WHAT YOU NEED TO DO
A. List each action that the quoted message in the mailing-list post says the tool performs when it receives a file, from checking timestamps through its handling of shared libraries.
B. Reproduce the part of the mailing-list post that opens with the words containing "So this build" and closes with "on that library.", preserving the wording precisely.
C. Supply the text that would follow the final sentence of the mailing-list post.
═══ TEXT SHOWN
[Scons-users] Another question about a strange tool
William Deegan
bill at baddogconsulting.com
Mon Mar 17 14:07:41 EDT 2014
Tom,
On March 17, 2014 at 1:19:49 AM, Tom Tanner (BLOOMBERG/ LONDON) (ttanner2 at bloomberg.net) wrote:
> One of our tools has a very strange build avoidance system (which sadly can't be turned
> off).
So this build tool is run by SCons?
>
> It checks the timestamp of the file you feed it and if it is different to the timestamp of
> the target file, it rebuilds the target file and applies the timestamp of the source file.
>
> As it runs on executables and shared libraries, it also recurses down all the shared libraries
> referenced.
>
> I think this is causing moderately strange behaviour in our builds occasionally - if
> a library is rebuilt but doesn't change (apart from the timestamp), then the tool is not
> run on it. However, if some other library or executable that depends on that library is
> rebuilt and does change, then the tool is run, and it detects the first library has changed,
> and then runs itself on that library.
══════
═══ EXTRACTED DATA
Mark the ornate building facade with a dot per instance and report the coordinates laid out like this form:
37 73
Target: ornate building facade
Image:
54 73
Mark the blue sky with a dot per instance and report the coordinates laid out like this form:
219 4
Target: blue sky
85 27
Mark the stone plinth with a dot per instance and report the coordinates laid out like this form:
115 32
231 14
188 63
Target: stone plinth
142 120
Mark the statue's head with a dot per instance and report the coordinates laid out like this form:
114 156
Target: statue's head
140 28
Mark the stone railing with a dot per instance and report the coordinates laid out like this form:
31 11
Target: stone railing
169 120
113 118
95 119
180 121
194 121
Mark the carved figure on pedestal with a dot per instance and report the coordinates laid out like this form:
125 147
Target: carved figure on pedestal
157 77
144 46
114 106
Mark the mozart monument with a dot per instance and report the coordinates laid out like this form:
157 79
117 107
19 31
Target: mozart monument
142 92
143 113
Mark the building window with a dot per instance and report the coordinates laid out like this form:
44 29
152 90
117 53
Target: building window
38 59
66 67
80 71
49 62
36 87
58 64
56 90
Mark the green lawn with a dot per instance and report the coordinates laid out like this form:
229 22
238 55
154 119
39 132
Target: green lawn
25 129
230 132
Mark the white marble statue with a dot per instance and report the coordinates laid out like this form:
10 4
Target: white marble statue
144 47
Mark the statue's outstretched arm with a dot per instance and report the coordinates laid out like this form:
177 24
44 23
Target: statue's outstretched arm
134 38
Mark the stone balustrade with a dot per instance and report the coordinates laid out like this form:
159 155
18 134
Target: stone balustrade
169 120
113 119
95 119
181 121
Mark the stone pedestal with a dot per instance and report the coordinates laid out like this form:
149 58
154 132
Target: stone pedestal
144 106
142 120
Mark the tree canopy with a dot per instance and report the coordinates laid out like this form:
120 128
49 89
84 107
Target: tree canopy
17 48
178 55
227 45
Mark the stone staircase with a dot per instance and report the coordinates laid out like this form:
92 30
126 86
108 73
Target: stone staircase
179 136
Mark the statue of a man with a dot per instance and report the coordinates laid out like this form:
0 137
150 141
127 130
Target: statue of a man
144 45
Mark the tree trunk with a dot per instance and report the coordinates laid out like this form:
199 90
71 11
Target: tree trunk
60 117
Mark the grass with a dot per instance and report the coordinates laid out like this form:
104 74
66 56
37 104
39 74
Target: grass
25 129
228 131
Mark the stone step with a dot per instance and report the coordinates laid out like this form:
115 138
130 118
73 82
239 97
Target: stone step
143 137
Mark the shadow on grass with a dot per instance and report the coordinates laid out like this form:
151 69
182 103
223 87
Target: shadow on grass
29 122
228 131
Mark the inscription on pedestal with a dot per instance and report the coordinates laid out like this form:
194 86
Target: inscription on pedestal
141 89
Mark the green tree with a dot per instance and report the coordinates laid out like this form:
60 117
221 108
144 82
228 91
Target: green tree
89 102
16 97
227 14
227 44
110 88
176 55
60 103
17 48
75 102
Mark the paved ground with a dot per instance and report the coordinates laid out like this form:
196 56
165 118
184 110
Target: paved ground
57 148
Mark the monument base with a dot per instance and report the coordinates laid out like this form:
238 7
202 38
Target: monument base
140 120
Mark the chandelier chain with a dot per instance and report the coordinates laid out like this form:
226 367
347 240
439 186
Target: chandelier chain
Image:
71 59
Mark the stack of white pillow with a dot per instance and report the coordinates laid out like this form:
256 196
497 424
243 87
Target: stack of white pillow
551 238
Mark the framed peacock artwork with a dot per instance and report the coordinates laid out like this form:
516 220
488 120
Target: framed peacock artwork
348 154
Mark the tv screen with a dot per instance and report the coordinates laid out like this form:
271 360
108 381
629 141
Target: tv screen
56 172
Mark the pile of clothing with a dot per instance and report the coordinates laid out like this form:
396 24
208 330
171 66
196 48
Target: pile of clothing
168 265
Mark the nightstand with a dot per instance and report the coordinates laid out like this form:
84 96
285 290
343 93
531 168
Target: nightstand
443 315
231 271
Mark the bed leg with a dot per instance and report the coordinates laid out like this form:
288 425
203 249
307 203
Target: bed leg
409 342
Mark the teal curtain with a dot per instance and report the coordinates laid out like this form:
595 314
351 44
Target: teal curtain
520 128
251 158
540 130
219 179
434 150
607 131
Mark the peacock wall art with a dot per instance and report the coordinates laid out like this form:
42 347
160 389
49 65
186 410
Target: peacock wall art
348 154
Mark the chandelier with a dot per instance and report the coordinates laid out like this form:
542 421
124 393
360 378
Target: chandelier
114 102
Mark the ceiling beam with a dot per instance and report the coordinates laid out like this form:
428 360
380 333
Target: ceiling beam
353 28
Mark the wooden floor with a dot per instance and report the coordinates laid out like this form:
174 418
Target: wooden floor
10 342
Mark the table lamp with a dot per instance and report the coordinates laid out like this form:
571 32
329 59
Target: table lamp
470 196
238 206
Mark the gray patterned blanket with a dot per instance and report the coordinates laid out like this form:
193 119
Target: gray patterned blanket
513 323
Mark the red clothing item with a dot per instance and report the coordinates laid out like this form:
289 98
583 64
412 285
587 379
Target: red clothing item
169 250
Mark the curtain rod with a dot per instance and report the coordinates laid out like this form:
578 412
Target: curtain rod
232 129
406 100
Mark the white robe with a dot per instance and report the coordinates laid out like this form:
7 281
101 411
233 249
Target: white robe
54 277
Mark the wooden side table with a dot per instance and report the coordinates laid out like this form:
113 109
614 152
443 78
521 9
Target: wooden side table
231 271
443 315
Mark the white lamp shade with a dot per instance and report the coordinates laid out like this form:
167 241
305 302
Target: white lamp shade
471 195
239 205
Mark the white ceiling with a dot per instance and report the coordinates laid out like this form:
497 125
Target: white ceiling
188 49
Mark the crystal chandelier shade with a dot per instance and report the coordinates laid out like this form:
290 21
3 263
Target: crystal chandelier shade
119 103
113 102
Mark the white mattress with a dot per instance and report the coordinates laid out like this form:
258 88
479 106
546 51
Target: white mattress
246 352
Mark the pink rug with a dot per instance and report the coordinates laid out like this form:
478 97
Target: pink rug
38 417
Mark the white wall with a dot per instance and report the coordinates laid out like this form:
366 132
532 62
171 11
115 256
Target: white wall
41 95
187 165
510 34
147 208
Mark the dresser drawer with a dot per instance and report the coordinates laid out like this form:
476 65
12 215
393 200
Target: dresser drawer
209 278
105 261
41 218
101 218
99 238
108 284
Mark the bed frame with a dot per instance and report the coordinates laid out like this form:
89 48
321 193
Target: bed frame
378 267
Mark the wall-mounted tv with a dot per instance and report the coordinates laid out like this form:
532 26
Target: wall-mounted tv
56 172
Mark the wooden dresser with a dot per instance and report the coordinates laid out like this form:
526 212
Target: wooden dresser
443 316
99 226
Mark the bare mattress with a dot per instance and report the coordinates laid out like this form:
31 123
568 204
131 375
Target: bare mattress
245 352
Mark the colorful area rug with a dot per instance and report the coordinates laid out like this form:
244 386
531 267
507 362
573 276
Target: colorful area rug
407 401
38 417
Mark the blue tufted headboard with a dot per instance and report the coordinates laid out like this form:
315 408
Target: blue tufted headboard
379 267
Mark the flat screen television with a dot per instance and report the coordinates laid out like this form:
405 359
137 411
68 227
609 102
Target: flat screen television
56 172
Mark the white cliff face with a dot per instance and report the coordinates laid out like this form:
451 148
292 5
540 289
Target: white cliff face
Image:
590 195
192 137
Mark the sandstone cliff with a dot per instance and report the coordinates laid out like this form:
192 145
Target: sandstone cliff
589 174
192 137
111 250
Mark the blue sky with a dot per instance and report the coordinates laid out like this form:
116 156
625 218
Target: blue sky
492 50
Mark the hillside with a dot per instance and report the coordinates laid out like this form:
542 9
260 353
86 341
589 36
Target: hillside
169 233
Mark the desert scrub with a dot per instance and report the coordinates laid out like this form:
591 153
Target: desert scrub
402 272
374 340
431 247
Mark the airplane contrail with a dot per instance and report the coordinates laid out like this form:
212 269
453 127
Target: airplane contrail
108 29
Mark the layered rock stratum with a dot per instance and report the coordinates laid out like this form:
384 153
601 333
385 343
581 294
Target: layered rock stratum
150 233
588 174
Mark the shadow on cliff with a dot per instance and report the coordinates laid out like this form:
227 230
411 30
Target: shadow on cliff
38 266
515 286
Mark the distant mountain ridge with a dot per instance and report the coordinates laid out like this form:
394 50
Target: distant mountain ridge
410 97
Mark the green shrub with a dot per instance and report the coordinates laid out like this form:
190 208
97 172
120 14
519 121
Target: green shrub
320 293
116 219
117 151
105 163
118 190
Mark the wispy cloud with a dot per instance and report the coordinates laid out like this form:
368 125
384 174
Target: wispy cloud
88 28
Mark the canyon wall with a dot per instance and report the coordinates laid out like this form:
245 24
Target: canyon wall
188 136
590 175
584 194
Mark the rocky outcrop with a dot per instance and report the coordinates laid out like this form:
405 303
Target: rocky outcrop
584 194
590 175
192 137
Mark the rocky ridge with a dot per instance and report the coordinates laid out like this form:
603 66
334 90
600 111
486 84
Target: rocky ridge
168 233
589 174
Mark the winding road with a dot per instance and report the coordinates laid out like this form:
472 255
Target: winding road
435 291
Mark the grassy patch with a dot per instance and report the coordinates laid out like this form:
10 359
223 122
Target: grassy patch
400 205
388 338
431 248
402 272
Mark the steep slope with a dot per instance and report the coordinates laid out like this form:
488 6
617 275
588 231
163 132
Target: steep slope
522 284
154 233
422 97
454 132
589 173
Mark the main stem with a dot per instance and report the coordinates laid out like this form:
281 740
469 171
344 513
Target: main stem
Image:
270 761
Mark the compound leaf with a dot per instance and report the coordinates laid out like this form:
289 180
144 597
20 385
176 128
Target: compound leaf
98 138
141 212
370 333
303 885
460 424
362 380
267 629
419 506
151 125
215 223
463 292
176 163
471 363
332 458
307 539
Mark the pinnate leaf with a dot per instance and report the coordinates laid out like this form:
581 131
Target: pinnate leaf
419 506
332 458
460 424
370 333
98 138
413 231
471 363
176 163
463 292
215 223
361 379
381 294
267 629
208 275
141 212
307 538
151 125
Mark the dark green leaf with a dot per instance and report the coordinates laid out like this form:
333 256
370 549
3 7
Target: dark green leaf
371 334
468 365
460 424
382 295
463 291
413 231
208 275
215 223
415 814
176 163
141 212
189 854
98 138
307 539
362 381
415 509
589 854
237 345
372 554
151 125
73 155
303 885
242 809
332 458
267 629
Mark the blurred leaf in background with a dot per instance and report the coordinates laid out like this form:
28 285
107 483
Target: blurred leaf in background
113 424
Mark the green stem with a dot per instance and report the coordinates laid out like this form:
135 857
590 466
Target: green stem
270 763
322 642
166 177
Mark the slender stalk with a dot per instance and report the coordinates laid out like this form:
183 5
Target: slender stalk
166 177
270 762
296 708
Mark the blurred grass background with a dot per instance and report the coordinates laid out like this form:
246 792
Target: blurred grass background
══════
RESULTS
A.
- Checks the timestamp of the file it is given against the timestamp of the target file
- Rebuilds the target file if the two timestamps differ
- Applies the timestamp of the source file to the target file
- Recurses down all the shared libraries that the executable or shared library references

B.
So this build tool is run by SCons?
>
> It checks the timestamp of the file you feed it and if it is different to the timestamp of
> the target file, it rebuilds the target file and applies the timestamp of the source file.
>
> As it runs on executables and shared libraries, it also recurses down all the shared libraries
> referenced.
>
> I think this is causing moderately strange behaviour in our builds occasionally - if
> a library is rebuilt but doesn't change (apart from the timestamp), then the tool is not
> run on it. However, if some other library or executable that depends on that library is
> rebuilt and does change, then the tool is run, and it detects the first library has changed,
> and then runs itself on that library.

C.
Can you explain how this is different than how SCons works?
If a source down the tree changes, it’s going to rebuild the dependency tree..
>
> Given that peculiar behaviour, what I think I need to do is to make the target also depend
> on the timestamp of the source. I'm worried about the best way of doing this though.
>
> I can't find out the timestamp of the source library until it is built. So
> 1) Can I depend on the source files existing, in which case I can make a Value object (we're
> using md5sums exclusively)
> 2) If not
> a) Can I add a dependency in the generator (i.e. ditto)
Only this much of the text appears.